INSTRUCTIONS FOR THE TASK » Please copy the listing starting at the line that has "Now, locate the rocky cliff." and ending after the line that has "left=786, top=463, right=880, bottom=584", renaming "hillside with bushes" to "bushy hillside" and changing nothing else.

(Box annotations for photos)
◆ ◆ ◆ ◆ ◆ ◆ ◆

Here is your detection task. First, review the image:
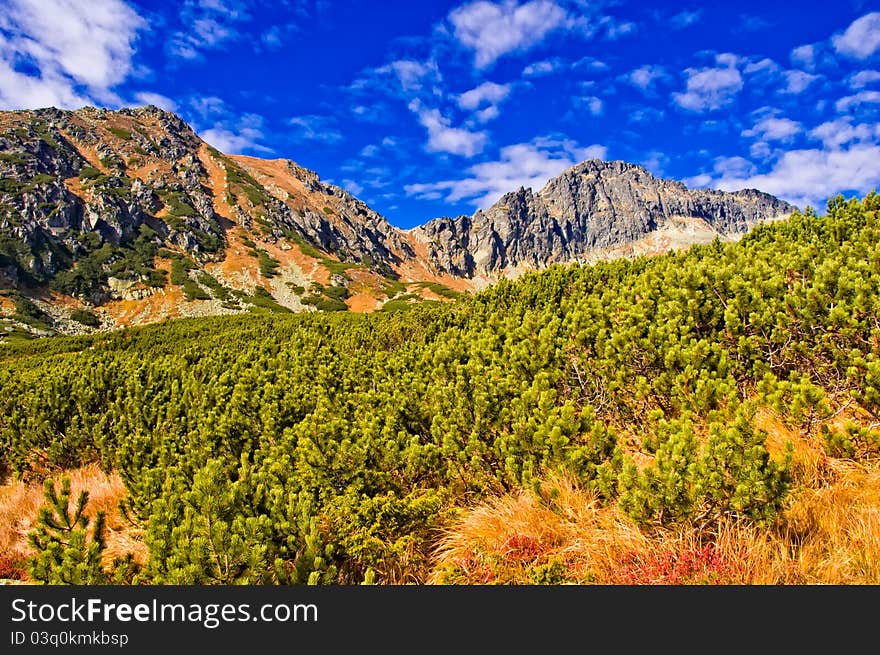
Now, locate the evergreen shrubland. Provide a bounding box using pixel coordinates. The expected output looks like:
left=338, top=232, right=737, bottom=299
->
left=0, top=194, right=880, bottom=584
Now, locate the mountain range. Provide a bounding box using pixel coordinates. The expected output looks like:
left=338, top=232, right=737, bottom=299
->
left=0, top=106, right=794, bottom=335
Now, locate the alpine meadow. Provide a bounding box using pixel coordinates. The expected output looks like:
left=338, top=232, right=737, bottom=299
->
left=0, top=0, right=880, bottom=588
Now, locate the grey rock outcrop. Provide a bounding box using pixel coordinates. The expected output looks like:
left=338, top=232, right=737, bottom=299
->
left=412, top=159, right=794, bottom=278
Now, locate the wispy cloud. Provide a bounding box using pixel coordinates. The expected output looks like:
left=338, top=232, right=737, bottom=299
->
left=623, top=65, right=669, bottom=91
left=789, top=44, right=816, bottom=70
left=834, top=91, right=880, bottom=113
left=669, top=9, right=703, bottom=30
left=449, top=0, right=567, bottom=68
left=404, top=135, right=607, bottom=209
left=197, top=105, right=273, bottom=155
left=847, top=70, right=880, bottom=89
left=522, top=57, right=565, bottom=77
left=0, top=0, right=147, bottom=109
left=742, top=116, right=803, bottom=142
left=165, top=0, right=251, bottom=60
left=409, top=100, right=489, bottom=157
left=712, top=144, right=880, bottom=207
left=780, top=70, right=821, bottom=95
left=810, top=116, right=880, bottom=148
left=287, top=114, right=344, bottom=144
left=831, top=11, right=880, bottom=59
left=672, top=53, right=743, bottom=112
left=572, top=96, right=605, bottom=116
left=458, top=82, right=511, bottom=110
left=134, top=91, right=177, bottom=111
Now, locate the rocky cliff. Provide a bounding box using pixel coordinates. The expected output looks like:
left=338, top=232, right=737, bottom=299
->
left=0, top=106, right=793, bottom=336
left=412, top=159, right=794, bottom=278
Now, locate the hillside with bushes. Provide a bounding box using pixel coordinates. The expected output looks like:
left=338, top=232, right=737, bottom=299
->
left=0, top=194, right=880, bottom=584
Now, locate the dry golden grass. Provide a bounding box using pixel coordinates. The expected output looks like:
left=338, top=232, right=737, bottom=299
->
left=0, top=464, right=146, bottom=576
left=429, top=454, right=880, bottom=585
left=429, top=475, right=787, bottom=584
left=786, top=463, right=880, bottom=584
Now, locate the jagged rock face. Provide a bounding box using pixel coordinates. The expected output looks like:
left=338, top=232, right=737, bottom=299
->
left=414, top=160, right=794, bottom=277
left=0, top=106, right=794, bottom=320
left=0, top=107, right=222, bottom=281
left=245, top=161, right=415, bottom=267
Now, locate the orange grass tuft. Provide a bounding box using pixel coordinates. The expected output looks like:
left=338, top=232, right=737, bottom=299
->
left=0, top=464, right=147, bottom=577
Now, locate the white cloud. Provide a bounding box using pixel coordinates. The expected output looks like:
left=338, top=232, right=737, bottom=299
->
left=669, top=9, right=703, bottom=30
left=404, top=137, right=606, bottom=209
left=458, top=82, right=511, bottom=110
left=134, top=91, right=177, bottom=112
left=165, top=0, right=253, bottom=60
left=831, top=11, right=880, bottom=59
left=287, top=114, right=343, bottom=143
left=780, top=70, right=821, bottom=95
left=199, top=114, right=272, bottom=155
left=743, top=57, right=781, bottom=75
left=602, top=16, right=638, bottom=41
left=474, top=105, right=501, bottom=123
left=688, top=143, right=880, bottom=207
left=834, top=91, right=880, bottom=113
left=449, top=0, right=567, bottom=68
left=0, top=0, right=146, bottom=109
left=639, top=150, right=669, bottom=177
left=361, top=143, right=380, bottom=157
left=522, top=58, right=563, bottom=77
left=409, top=100, right=489, bottom=157
left=375, top=59, right=441, bottom=94
left=847, top=70, right=880, bottom=89
left=789, top=44, right=816, bottom=70
left=716, top=144, right=880, bottom=207
left=672, top=54, right=743, bottom=112
left=572, top=96, right=605, bottom=116
left=624, top=64, right=668, bottom=91
left=571, top=57, right=611, bottom=73
left=810, top=116, right=880, bottom=148
left=742, top=116, right=803, bottom=142
left=629, top=106, right=666, bottom=123
left=713, top=157, right=755, bottom=178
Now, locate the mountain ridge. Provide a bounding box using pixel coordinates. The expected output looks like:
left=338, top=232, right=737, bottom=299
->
left=0, top=105, right=794, bottom=331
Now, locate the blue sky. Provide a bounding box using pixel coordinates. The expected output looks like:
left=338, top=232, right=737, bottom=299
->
left=0, top=0, right=880, bottom=228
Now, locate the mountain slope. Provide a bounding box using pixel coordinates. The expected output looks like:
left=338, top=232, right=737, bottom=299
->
left=413, top=159, right=794, bottom=278
left=0, top=106, right=793, bottom=332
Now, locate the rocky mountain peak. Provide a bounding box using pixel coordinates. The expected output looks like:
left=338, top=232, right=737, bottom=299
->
left=0, top=105, right=793, bottom=336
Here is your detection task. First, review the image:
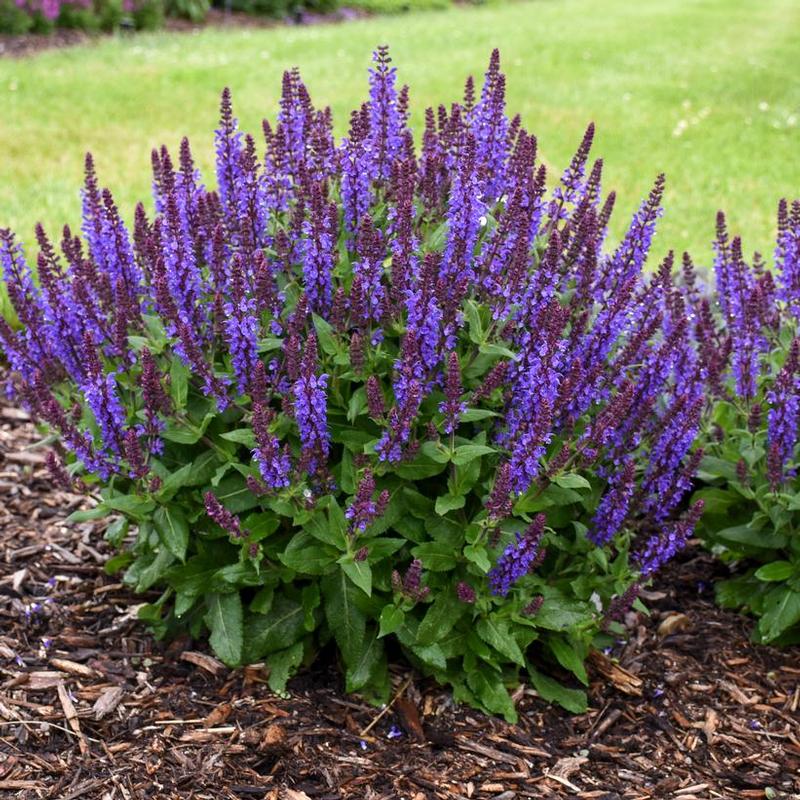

◆ ◆ ◆ ◆ ◆ ◆ ◆

CORRECT OUTPUT »
Now, locate the rocky cliff. Provide a bounding box using pixel coordinates. The expected output looks like:
left=338, top=232, right=737, bottom=299
->
left=0, top=106, right=793, bottom=336
left=412, top=159, right=794, bottom=278
Now, locate the bushy hillside. Provide a bounding box using pixel coordinates. The expected output looks like:
left=338, top=232, right=737, bottom=299
->
left=0, top=194, right=880, bottom=584
Now, locate the dry golden grass. Provide a bounding box using pixel coordinates. The expected output looks like:
left=338, top=232, right=737, bottom=299
->
left=0, top=464, right=146, bottom=576
left=429, top=454, right=880, bottom=585
left=429, top=475, right=787, bottom=584
left=786, top=463, right=880, bottom=584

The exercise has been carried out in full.